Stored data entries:
####

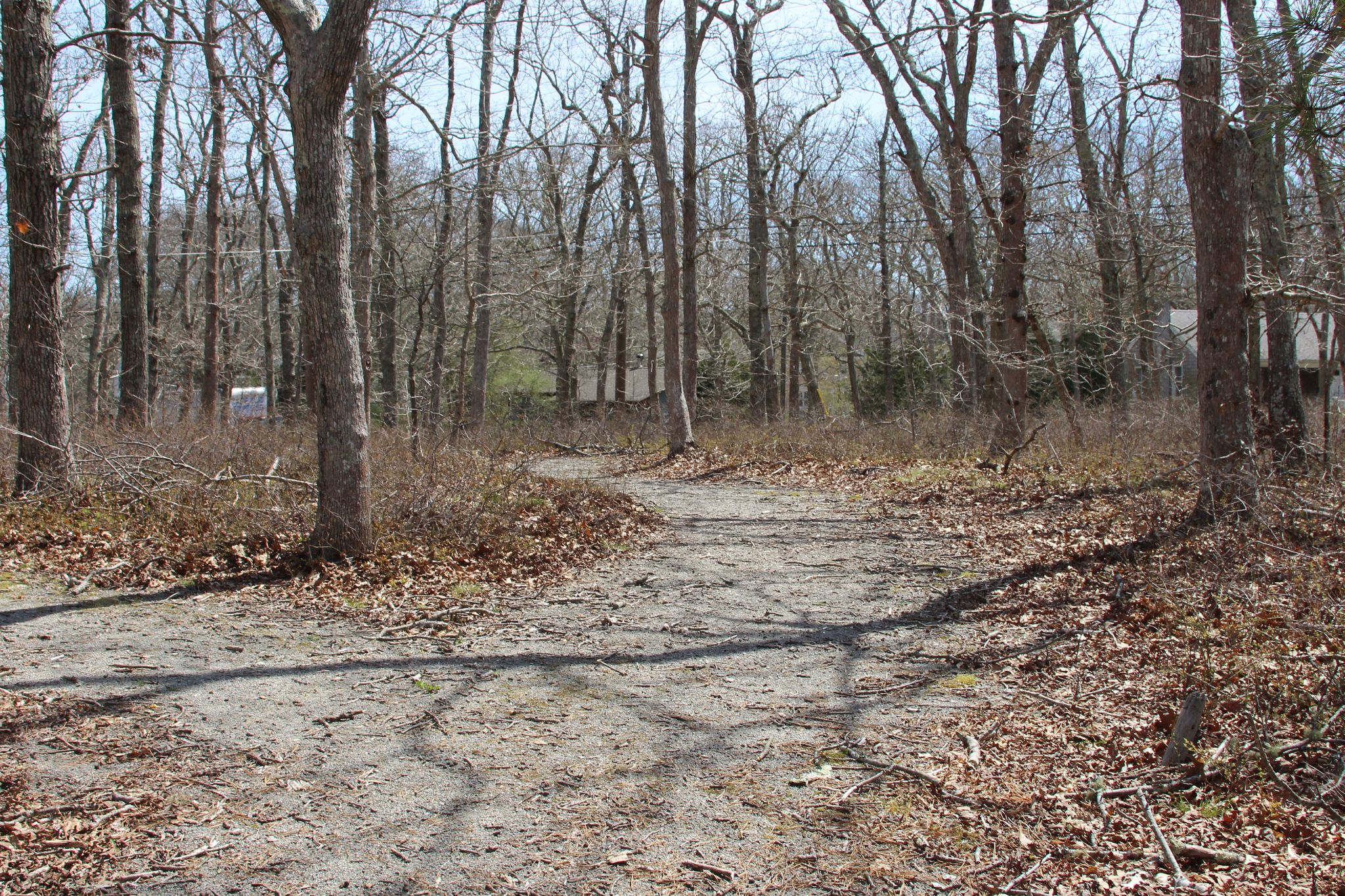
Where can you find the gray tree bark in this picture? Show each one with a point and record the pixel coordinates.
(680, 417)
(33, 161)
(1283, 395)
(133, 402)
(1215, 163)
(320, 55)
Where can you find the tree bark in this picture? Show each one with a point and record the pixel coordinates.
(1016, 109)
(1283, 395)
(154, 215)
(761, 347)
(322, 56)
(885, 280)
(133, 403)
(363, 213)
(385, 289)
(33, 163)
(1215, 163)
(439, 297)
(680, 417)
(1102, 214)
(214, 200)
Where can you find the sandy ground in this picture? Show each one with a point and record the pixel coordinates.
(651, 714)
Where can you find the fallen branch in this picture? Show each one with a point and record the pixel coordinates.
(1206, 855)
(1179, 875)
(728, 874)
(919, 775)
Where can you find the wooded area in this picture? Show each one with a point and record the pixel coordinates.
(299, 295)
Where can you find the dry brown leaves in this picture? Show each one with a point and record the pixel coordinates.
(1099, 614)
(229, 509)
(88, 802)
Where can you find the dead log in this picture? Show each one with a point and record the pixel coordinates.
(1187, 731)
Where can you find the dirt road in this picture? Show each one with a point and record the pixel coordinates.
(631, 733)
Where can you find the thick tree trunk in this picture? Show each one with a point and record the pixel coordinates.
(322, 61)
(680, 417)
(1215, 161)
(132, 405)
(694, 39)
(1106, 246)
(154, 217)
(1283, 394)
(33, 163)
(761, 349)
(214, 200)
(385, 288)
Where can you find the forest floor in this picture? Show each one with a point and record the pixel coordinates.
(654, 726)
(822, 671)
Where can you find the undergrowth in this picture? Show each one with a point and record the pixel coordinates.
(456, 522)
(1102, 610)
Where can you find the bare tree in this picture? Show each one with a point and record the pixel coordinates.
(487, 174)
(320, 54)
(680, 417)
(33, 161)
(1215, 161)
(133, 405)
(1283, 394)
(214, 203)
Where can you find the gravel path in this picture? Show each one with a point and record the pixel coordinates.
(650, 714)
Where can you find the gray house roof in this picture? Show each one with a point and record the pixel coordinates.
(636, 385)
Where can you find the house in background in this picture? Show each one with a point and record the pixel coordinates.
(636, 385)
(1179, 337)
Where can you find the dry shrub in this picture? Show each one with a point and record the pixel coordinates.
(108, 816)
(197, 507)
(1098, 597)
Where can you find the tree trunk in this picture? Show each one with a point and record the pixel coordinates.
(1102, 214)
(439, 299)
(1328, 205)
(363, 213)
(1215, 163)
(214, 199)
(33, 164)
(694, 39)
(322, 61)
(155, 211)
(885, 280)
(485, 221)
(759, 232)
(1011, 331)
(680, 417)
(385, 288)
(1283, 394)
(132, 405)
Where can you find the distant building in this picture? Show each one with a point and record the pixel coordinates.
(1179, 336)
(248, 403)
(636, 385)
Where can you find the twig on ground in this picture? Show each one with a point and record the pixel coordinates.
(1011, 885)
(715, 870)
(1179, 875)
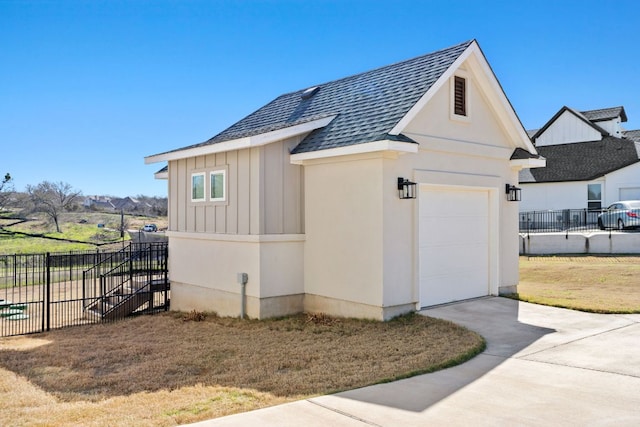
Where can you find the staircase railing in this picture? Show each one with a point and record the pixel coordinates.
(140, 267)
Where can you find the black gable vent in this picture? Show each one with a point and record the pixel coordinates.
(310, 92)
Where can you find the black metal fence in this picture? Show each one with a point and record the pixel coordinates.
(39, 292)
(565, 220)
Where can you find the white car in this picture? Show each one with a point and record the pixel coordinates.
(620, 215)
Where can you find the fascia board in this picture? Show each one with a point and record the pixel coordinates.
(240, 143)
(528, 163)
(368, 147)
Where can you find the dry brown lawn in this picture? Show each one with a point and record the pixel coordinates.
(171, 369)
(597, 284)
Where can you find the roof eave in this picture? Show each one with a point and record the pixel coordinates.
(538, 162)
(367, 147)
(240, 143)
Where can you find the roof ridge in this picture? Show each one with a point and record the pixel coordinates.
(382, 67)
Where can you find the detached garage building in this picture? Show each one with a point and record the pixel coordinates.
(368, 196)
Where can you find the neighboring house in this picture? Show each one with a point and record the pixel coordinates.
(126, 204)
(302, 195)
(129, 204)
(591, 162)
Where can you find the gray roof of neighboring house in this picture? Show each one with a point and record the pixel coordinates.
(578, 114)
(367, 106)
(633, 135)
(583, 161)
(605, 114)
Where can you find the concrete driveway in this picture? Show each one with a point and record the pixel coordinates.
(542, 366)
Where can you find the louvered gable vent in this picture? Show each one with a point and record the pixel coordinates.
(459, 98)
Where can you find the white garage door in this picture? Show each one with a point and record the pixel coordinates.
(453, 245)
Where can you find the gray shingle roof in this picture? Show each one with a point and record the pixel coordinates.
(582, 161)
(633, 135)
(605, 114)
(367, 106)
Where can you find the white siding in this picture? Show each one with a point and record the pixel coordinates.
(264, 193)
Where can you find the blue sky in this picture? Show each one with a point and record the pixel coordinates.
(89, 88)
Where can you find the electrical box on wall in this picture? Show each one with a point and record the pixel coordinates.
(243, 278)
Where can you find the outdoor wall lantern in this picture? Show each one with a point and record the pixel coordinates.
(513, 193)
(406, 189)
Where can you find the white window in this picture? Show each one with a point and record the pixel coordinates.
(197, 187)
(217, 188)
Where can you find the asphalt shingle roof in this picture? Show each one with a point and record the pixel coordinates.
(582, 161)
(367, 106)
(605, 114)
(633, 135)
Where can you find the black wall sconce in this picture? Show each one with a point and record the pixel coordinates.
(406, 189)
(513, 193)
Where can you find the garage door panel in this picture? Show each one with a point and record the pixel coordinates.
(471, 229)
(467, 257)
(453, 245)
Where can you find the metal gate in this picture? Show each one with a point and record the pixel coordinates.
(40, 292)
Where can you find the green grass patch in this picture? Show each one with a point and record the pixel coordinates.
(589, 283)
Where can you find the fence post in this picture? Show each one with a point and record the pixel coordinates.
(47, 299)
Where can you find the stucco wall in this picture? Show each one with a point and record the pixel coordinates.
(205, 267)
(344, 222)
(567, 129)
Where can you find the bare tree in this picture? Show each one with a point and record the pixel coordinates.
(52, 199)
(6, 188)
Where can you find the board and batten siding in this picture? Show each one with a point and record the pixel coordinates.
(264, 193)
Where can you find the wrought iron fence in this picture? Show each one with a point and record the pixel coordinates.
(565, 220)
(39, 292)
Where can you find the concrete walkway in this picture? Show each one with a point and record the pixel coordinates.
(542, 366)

####

## TASK STATEMENT
Return all of the data exactly as written, and drop the pictures.

## YOUR SOLUTION
Where can you find the gray tree bark in this picture? Show each one with a point and record the pixel coordinates.
(680, 417)
(33, 161)
(1283, 395)
(133, 402)
(1215, 163)
(320, 55)
Where can you find the tree bark in this picture? Show each one with a point and record the pixel coordinates.
(1016, 109)
(1283, 395)
(154, 215)
(761, 347)
(322, 56)
(885, 280)
(133, 403)
(363, 213)
(385, 289)
(33, 163)
(1215, 163)
(439, 297)
(680, 417)
(1102, 214)
(214, 200)
Where can you find the sandy ground in this picture? Show each one with a point and record the pixel coordinates.
(651, 714)
Where can you find the fallen branch in this picture? Show each one with a point and record the pixel coordinates.
(1206, 855)
(1179, 875)
(728, 874)
(919, 775)
Where can you find the wooded area in this picture? Show each one with a point and record the pixel coordinates.
(299, 295)
Where can you find the dry brown leaves in this picture? Show each one with a point and record the pixel coordinates.
(1099, 614)
(229, 509)
(88, 802)
Where can you find the dead log in this picture? Show each one with a point and record the pixel coordinates.
(1187, 731)
Where can you find the dirt road in this picture? Show each one with a point and record the pixel coordinates.
(631, 733)
Where can you find the thick tree trunk in this picture? Show each one with a point and record the pixel coordinates.
(322, 61)
(680, 417)
(1215, 161)
(132, 405)
(694, 39)
(1106, 246)
(154, 217)
(1283, 394)
(33, 163)
(761, 349)
(214, 200)
(385, 288)
Where can you find the forest floor in this picture? Show each one with a point and record the pixel coordinates.
(654, 726)
(822, 671)
Where can you find the undergrowth in this picture? Show each one with a point and record the pixel coordinates.
(456, 522)
(1102, 610)
Where can you find the bare tree in this picture? Show each one with a point and record the pixel coordinates.
(487, 174)
(320, 54)
(680, 417)
(33, 161)
(1215, 161)
(133, 405)
(1283, 394)
(214, 203)
Where can you find the gravel path in this picture? Show each one with a point and record the pixel coordinates.
(650, 714)
Where can you find the gray house roof in this picture? Show each one with a point and record the pixel coordinates.
(636, 385)
Where can you find the house in background in this picture? Show each one with a point and record the pixel coordinates.
(636, 385)
(1179, 337)
Where can you find the dry shrub in this picture? Show each one with a point and record the pixel coordinates.
(108, 816)
(197, 507)
(1098, 597)
Where can you find the tree trunk in this picture? Show each one with a point and record the pixel coordinates.
(1102, 214)
(439, 299)
(1328, 205)
(363, 213)
(1215, 163)
(214, 199)
(33, 164)
(694, 39)
(322, 61)
(155, 211)
(885, 280)
(485, 221)
(759, 232)
(1011, 331)
(680, 417)
(385, 288)
(1283, 394)
(132, 405)
Where can you find the distant building in this picture? Show each one with a point and record the pixel coordinates.
(1179, 336)
(248, 403)
(636, 385)
Where can you find the twig on ground in this picture? Show each one with a point and record the pixel coordinates.
(1011, 885)
(715, 870)
(1179, 875)
Where can you find the staircase railing in this picture? Show each one with a point and record the pixel coordinates.
(140, 267)
Where can you find the black gable vent in this picture? Show each one with a point and record the pixel coordinates.
(310, 92)
Where can you find the black metal fence in this picture? Show each one with a point and record the pixel coordinates.
(39, 292)
(565, 220)
Where can you find the white car in this picture? Show each one with a point and record the pixel coordinates.
(620, 215)
Where can you find the fascia board in this picture? Show each one with a point and record the pixel coordinates.
(240, 143)
(528, 163)
(368, 147)
Where can you find the dry brown lawn in this picture? Show each one with a point and record the pixel coordinates.
(171, 369)
(597, 284)
Where can you find the roof eave in this picture? Show each one with a point and record the pixel coordinates.
(538, 162)
(367, 147)
(240, 143)
Where can you find the roof ridge in this picture? Show each one with a point and record the pixel coordinates.
(382, 67)
Where can you find the detached garage building in this picture? Show each one with a point and record the pixel coordinates.
(368, 196)
Where can you find the neighboring house in this picture? Show each one with a point and record the pixel coordinates.
(126, 204)
(302, 195)
(129, 204)
(591, 162)
Where can you find the gray roof of neighboring house in this picture? Show each one with a point and record the pixel coordinates.
(578, 114)
(367, 106)
(633, 135)
(583, 161)
(605, 114)
Where can you find the concrete driveway in this picture? Show each one with a point and record the pixel coordinates.
(542, 366)
Where can you find the louvered gable vent in this picture? Show each one with a point and record the pixel coordinates.
(459, 98)
Where can you find the white garage door in this picture? Show each one with a point and record the pixel coordinates.
(453, 245)
Where can you find the gray shingle roof in this picture? Show each one with a point and record the pixel coordinates.
(582, 161)
(633, 135)
(605, 114)
(367, 106)
Where can you find the white siding in this picture? Show each one with a point and record the pixel coordinates.
(264, 193)
Where can you find the blue sky in this picture? Show each one with a point and record the pixel coordinates.
(89, 88)
Where can you find the electrical box on wall in this picture? Show each one with a point and record the pixel coordinates.
(243, 278)
Where can you find the outdoor wall lantern in this picture? Show each one with a point and record the pixel coordinates.
(513, 193)
(406, 189)
Where can you find the white window in this picture? Show each one with a point and record the pixel coordinates.
(197, 187)
(217, 188)
Where can you find the asphalt shingle roof in this picture? Show each one with a point and record the pixel coordinates.
(582, 161)
(367, 106)
(605, 114)
(633, 135)
Where can you find the black wall sconce in this picture? Show each one with a point and record the pixel coordinates.
(406, 189)
(513, 193)
Where can you find the garage door panel in this picture? Show each one with a point and record the pixel coordinates.
(471, 229)
(467, 257)
(453, 245)
Where can you find the metal gate in this picture? Show each one with a point and record the pixel coordinates.
(40, 292)
Where can you find the green grass patch in this picture? Show each one with a point and record the pixel coordinates.
(589, 283)
Where can you find the fence post in this picture? Show each one with a point and record the pixel coordinates.
(47, 299)
Where can you find the stucco wall in this picture? Show each one with a point and record the pixel coordinates.
(205, 267)
(344, 222)
(567, 129)
Where can you find the bare tree in this picture? Show each one with a point and record the pixel coordinates.
(52, 199)
(6, 188)
Where can you find the board and batten siding in this picture? Show each one with a point and record the pixel coordinates.
(264, 193)
Where can you find the wrought iron fence in this picture? Show each one with a point and record the pixel coordinates.
(565, 220)
(39, 292)
Where can you find the concrete walkway in this picture? Show each one with a point and record the pixel coordinates.
(542, 366)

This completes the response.